* BEGIN DATA ROWS *

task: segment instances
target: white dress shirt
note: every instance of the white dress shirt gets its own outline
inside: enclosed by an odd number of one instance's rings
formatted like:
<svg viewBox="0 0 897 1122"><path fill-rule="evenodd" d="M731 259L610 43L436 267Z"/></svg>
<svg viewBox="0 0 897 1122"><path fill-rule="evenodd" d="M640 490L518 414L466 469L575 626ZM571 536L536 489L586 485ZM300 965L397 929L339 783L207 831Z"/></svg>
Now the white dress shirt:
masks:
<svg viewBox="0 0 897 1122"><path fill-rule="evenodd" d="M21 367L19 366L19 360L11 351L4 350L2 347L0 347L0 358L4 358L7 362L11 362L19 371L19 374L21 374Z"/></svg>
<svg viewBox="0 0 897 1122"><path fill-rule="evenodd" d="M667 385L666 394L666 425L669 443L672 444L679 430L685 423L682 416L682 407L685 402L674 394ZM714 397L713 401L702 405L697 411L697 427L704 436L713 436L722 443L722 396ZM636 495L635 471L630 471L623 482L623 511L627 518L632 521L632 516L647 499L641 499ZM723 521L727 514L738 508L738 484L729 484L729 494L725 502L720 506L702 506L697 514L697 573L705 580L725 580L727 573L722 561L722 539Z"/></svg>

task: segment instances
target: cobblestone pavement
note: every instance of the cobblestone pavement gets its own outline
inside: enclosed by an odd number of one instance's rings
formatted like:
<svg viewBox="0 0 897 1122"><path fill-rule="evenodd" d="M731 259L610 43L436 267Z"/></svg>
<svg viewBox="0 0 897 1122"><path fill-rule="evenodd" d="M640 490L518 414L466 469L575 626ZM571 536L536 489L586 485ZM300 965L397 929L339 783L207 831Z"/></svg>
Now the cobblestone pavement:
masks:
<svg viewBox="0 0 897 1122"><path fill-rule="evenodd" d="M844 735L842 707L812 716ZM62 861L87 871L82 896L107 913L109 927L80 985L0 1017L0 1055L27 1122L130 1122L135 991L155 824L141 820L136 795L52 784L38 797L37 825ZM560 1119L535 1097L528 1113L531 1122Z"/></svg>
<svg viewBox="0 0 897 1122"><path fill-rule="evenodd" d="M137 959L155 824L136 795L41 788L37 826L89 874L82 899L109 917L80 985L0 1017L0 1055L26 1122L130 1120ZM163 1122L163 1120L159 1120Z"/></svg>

* END DATA ROWS *

Copy every record exactly as presented.

task: segment instances
target: white dress shirt
note: every instance of the white dress shirt gets its own outline
inside: enclosed by an odd number of one instance's rings
formatted like:
<svg viewBox="0 0 897 1122"><path fill-rule="evenodd" d="M731 259L610 43L436 267Z"/></svg>
<svg viewBox="0 0 897 1122"><path fill-rule="evenodd" d="M640 490L518 414L466 469L575 626ZM571 536L536 489L586 485ZM300 965L397 929L339 783L207 831Z"/></svg>
Now the white dress shirt:
masks:
<svg viewBox="0 0 897 1122"><path fill-rule="evenodd" d="M21 367L19 366L19 360L11 351L4 350L2 347L0 347L0 358L4 358L7 362L11 362L19 371L19 374L21 374Z"/></svg>
<svg viewBox="0 0 897 1122"><path fill-rule="evenodd" d="M667 385L666 394L666 425L669 443L672 444L679 430L685 423L682 416L682 407L685 402L674 394ZM714 397L713 401L702 405L697 411L697 427L704 436L713 436L722 443L722 396ZM636 495L635 471L630 471L623 482L623 511L627 518L632 521L632 516L647 499L641 499ZM723 521L727 514L738 508L738 484L729 484L729 494L725 502L720 506L702 506L697 514L697 573L705 580L725 580L727 573L722 561L722 539Z"/></svg>

task: segment instances
target: cobblestone pavement
note: every instance of the cobblestone pavement gets its own outline
inside: enclosed by an odd number of one instance's rings
formatted like:
<svg viewBox="0 0 897 1122"><path fill-rule="evenodd" d="M731 259L610 43L436 267Z"/></svg>
<svg viewBox="0 0 897 1122"><path fill-rule="evenodd" d="M640 490L518 414L466 469L575 626ZM571 536L536 489L586 485ZM300 965L397 929L339 783L207 831Z"/></svg>
Now the cobblestone pavement:
masks:
<svg viewBox="0 0 897 1122"><path fill-rule="evenodd" d="M844 735L842 707L812 716ZM62 861L87 871L82 896L107 913L109 927L80 985L0 1017L0 1055L27 1122L130 1122L135 991L155 824L141 820L136 795L52 784L38 797L37 825ZM560 1119L535 1097L528 1113L531 1122Z"/></svg>
<svg viewBox="0 0 897 1122"><path fill-rule="evenodd" d="M137 959L155 824L136 795L41 788L37 826L89 874L82 899L109 917L80 985L0 1017L0 1055L26 1122L130 1120ZM163 1122L163 1120L159 1120Z"/></svg>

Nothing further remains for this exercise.